Put the lines below into a numbered list, omitting any blank lines.

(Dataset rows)
---*---

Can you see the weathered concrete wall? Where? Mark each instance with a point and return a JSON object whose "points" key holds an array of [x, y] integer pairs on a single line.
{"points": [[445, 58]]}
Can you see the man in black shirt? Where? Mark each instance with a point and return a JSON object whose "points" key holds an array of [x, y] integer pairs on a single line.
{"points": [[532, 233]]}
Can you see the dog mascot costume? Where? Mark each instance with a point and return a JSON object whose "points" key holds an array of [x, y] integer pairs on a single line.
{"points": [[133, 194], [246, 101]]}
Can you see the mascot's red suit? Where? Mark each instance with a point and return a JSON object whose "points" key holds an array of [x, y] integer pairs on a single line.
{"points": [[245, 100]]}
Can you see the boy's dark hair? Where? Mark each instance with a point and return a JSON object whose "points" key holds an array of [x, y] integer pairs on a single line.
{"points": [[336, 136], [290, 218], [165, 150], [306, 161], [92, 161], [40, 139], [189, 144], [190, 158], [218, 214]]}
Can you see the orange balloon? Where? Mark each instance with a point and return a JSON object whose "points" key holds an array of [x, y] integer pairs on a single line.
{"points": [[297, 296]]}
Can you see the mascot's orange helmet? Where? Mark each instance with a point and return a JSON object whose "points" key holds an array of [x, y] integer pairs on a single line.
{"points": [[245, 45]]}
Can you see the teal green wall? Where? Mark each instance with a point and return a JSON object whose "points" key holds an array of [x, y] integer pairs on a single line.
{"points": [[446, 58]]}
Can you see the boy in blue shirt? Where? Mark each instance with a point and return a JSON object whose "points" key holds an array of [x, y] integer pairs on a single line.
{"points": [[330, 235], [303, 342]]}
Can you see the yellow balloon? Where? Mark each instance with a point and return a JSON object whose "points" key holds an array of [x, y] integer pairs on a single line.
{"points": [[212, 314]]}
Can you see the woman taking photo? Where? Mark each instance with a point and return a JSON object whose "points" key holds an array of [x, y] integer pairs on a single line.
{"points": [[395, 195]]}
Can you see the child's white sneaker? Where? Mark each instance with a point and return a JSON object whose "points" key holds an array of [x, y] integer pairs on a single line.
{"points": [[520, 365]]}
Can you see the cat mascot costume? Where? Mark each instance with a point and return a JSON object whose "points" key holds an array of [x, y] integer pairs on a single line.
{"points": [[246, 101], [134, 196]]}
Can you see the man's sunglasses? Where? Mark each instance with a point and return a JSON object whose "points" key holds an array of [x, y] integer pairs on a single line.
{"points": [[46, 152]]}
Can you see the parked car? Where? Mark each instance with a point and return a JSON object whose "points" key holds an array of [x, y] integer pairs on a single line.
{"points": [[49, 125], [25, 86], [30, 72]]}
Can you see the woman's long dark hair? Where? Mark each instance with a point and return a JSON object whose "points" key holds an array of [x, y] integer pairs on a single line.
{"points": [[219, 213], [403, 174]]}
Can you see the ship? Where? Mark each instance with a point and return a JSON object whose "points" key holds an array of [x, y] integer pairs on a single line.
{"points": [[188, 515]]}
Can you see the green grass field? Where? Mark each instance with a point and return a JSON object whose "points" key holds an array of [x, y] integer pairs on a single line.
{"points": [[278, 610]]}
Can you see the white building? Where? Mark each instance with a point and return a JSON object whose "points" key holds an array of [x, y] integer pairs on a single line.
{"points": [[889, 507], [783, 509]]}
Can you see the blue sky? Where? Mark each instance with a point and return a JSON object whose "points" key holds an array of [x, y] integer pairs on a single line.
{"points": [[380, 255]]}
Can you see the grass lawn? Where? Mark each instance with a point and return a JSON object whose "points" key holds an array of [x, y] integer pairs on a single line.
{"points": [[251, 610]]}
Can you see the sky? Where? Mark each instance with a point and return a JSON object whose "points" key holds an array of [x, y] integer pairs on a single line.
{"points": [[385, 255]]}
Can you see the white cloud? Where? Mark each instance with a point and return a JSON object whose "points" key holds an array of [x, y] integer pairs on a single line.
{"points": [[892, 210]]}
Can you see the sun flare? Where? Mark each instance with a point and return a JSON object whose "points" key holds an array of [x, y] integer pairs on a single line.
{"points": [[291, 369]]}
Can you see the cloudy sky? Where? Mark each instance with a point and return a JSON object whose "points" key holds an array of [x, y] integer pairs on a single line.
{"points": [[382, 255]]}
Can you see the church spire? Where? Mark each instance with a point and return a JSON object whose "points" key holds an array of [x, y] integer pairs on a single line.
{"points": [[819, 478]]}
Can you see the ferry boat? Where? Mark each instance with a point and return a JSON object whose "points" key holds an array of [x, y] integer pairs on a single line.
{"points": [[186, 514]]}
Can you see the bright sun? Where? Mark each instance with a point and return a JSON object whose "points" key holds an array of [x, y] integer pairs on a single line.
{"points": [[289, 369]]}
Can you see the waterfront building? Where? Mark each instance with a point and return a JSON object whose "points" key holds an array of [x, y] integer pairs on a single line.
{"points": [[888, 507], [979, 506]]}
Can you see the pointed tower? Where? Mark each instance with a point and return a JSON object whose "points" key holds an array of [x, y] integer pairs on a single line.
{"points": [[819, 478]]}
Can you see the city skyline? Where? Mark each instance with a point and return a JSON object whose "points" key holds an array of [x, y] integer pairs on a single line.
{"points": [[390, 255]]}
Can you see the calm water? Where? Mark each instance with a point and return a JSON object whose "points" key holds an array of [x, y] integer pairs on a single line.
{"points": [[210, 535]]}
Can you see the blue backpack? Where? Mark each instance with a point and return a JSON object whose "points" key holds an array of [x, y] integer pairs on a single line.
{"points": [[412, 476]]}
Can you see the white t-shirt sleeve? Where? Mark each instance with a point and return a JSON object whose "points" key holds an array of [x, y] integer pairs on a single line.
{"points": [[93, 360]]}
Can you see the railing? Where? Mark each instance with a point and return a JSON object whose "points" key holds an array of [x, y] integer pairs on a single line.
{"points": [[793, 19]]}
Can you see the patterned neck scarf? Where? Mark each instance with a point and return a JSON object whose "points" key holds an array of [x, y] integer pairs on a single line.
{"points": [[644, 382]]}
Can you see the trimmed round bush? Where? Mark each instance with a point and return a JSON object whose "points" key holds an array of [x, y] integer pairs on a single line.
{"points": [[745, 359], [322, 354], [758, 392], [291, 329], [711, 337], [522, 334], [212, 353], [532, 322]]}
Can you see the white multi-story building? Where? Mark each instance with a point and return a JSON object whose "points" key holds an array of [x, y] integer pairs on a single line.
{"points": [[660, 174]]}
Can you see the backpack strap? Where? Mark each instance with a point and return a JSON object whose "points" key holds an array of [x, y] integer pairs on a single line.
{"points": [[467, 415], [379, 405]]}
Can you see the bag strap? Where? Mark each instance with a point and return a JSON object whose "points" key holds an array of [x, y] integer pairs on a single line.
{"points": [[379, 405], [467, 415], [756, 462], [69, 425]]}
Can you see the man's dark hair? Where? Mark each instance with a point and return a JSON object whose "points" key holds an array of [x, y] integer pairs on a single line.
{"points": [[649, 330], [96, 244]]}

---*---

RESPONSE TO THIS EXERCISE ::
1. Can you see the weathered concrete wall? Where? Mark each instance with a point and return a JSON object whose "points" key holds an array of [x, y] integer pairs on a single line.
2. {"points": [[445, 58]]}
3. Can you see the man in black shirt? Where? Mark each instance with a point and return a JSON object whose "points" key holds an array of [x, y] integer pairs on a single line.
4. {"points": [[532, 233]]}
5. Can you see the dog mascot costume? Where? Mark each instance with a point and return a JSON object whose "points" key holds an array of [x, y] integer pairs on a single line.
6. {"points": [[133, 194], [246, 101]]}
7. Can you see the mascot's red suit? Where? Mark each instance with a point and return a JSON object whose "points" key holds an array of [x, y] integer pairs on a single line.
8. {"points": [[245, 100]]}
9. Can you see the boy's dark hair? Where? Mark each instance with a point and return a JSON object whose "points" key holds an array of [x, y] integer pairs on a single line.
10. {"points": [[336, 136], [290, 218], [165, 150], [306, 161], [92, 161], [40, 139], [189, 144], [190, 158], [218, 214]]}
11. Can you see the orange balloon? Where? Mark each instance with a point and return a JSON object whose "points" key holds an array of [x, y] integer pairs on a single line.
12. {"points": [[297, 296]]}
13. Can you see the mascot's orange helmet? Where? Mark each instance with a point and return a JSON object whose "points" key holds an array of [x, y] integer pairs on a single line.
14. {"points": [[245, 45]]}
15. Can you see the teal green wall? Where? Mark each instance with a point and return a JSON object whose "points" key holds an array of [x, y] integer pairs on a single line.
16. {"points": [[446, 58]]}
17. Can you see the boy in blue shirt? Where? Mark each instance with a point and return a JSON object whose "points" key holds an array of [x, y] integer pairs on a single line.
18. {"points": [[330, 235], [303, 342]]}
19. Can you see the yellow balloon? Where? Mark each instance with a point and return a JSON object whose "points" key holds an array of [x, y] integer pairs on a single line.
20. {"points": [[212, 314]]}
21. Can you see the woman taking photo? Where? Mark each instance with a point and return a JSON object whose "points" key holds an array of [x, y] integer pairs on a single line.
22. {"points": [[395, 195]]}
23. Can you see the child's white sneaker? Where? Mark each instance with a point and return a JSON object whose "points" key holds an array of [x, y] integer pairs on a single line.
24. {"points": [[520, 365]]}
25. Can you see the cat mascot costume? Where? Mark each instance with a point and return a JSON object whose "points" key holds an array of [x, y] integer pairs on a single line.
26. {"points": [[246, 101], [134, 196]]}
27. Can you see the man's sunglasses? Where? Mark each instance with a point and return a JSON object whose "points" key holds an array of [x, y] integer pairs on a single line.
28. {"points": [[46, 152]]}
29. Can you see the parked car? Where? Mark each instance with a point and return a JSON object whose "points" key holds an array of [x, y] integer pairs on a single line.
30. {"points": [[49, 125], [25, 86], [30, 72]]}
31. Can you see the woman's long dark hair? Where? Mark each instance with a point and return a JSON object whose "points" key holds an array of [x, y] integer pairs on a single line.
32. {"points": [[219, 213], [403, 174]]}
33. Can you see the ship? Where? Mark each instance with a point and return a JSON object whose "points" key holds an array of [x, y] integer pairs on a single line.
34. {"points": [[188, 515]]}
35. Can you see the green grass field? Where? Mark each instance with a point and return a JSON object whose "points" key holds an array of [x, y] integer pairs on a single line.
36. {"points": [[278, 610]]}
37. Can you see the white building? Where? Mark each instance with a point and return a JSON object whose "points" key holds an array of [x, y] integer pairs on a single line.
38. {"points": [[889, 507], [783, 509]]}
39. Can you see the blue sky? Where? Mark each instance with a point and return a JSON object whose "points" key holds an array of [x, y] integer pairs on a single line.
40. {"points": [[380, 255]]}
41. Can you see the grass lawn? Where? Mark each instance with a point and return a JSON object whose "points" key holds an array of [x, y] integer pairs on a single line.
42. {"points": [[251, 610]]}
43. Can you see the sky? Where? Mark each instance with a point and return a JSON object whose "points" key holds an array of [x, y] integer pairs on a single line.
44. {"points": [[385, 255]]}
45. Can you see the white cloud? Where? Mark each instance with a point and return a JSON object whose "points" key holds an array of [x, y] integer pairs on a single line.
46. {"points": [[892, 210]]}
47. Can you see the sun flare? Where? Mark each instance with a point and return a JSON object whose "points" key holds an array of [x, y] integer pairs on a single line.
48. {"points": [[291, 369]]}
49. Can you see the cloudy sky? Where? Mark each instance with a point and return a JSON object whose "points" key holds an array of [x, y] integer pairs on a single line.
50. {"points": [[382, 255]]}
51. Can you see the church spire? Where? Mark each instance with a point and return a JSON object whose "points" key holds an array of [x, y] integer pairs on a single line.
52. {"points": [[819, 478]]}
53. Can you see the ferry boat? Where? Mark each instance with a point and return a JSON object whose "points" key holds an array of [x, y] integer pairs on a single line.
54. {"points": [[186, 514]]}
55. Can you see the bright sun? Where? Mark each instance with a point and return a JSON object whose "points" key holds an array of [x, y] integer pairs on a single line.
56. {"points": [[289, 369]]}
57. Can you see the waterfront building? Where? Mark each instance with a point and return a JSON object whose "points" key holds an array of [x, y] integer pairs on a single line.
58. {"points": [[888, 507], [979, 506]]}
59. Can you see the pointed tower? Where? Mark each instance with a point and return a JSON object whose "points" key holds an array of [x, y] integer pairs on a single line.
60. {"points": [[819, 478]]}
61. Can you see the city skyline? Where? Mark each instance with a point and return a JSON object whose "points" key holds an array of [x, y] integer pairs on a single line.
62. {"points": [[390, 255]]}
63. Can you see the calm water? Where? Mark each instance with a point and return a JSON object whose "points" key holds an array of [x, y] integer pairs on a single line.
64. {"points": [[210, 535]]}
65. Can you see the blue backpack? Where? Mark each instance with a point and return a JSON object whose "points" key holds an array of [x, y] integer pairs on a single line.
66. {"points": [[412, 476]]}
67. Can you see the white t-shirt sleeve? Where? Mark each instance with a point and return a JSON object whose "points" key holds an array of [x, y] integer pairs on a single line.
68. {"points": [[93, 360]]}
69. Can you see the railing? Where? Mark each instance with a point and return a JSON object whose "points" key holds an array of [x, y] integer pairs on a single line.
70. {"points": [[793, 19]]}
71. Can you see the patterned neck scarf? Where? Mark each instance with a point and return a JSON object whose "points" key holds an array of [x, y] integer pairs on a single line.
72. {"points": [[644, 382]]}
73. Can you see the trimmed round bush? Where? Mark each instance with a point and return a JSON object whose "points" key holds an array of [x, y] integer pairs on a single line.
74. {"points": [[745, 359], [322, 354], [758, 392], [291, 329], [711, 337], [522, 334], [212, 353], [532, 322]]}
75. Can you see the white multi-story building? Where? Mark each instance with a point and return a JSON object whose "points" key holds an array of [x, y] integer pairs on a single line.
76. {"points": [[660, 174]]}
77. Can you see the backpack strap? Where? Mark each instance with a point and return a JSON object whose "points" key holds an array of [x, y] integer pairs on a single line.
78. {"points": [[467, 415], [379, 405]]}
79. Can you see the bag strap? Where? Mark each instance with a point and return a JSON object whose "points" key holds an array of [x, y] integer pairs on a single line.
80. {"points": [[379, 405], [467, 415], [756, 462], [69, 425]]}
81. Can you see the man's dark hair? Where? Mark each instance with a point and return a JSON object whose "points" key holds an array of [x, y] integer pairs on a single line.
82. {"points": [[649, 330], [96, 244]]}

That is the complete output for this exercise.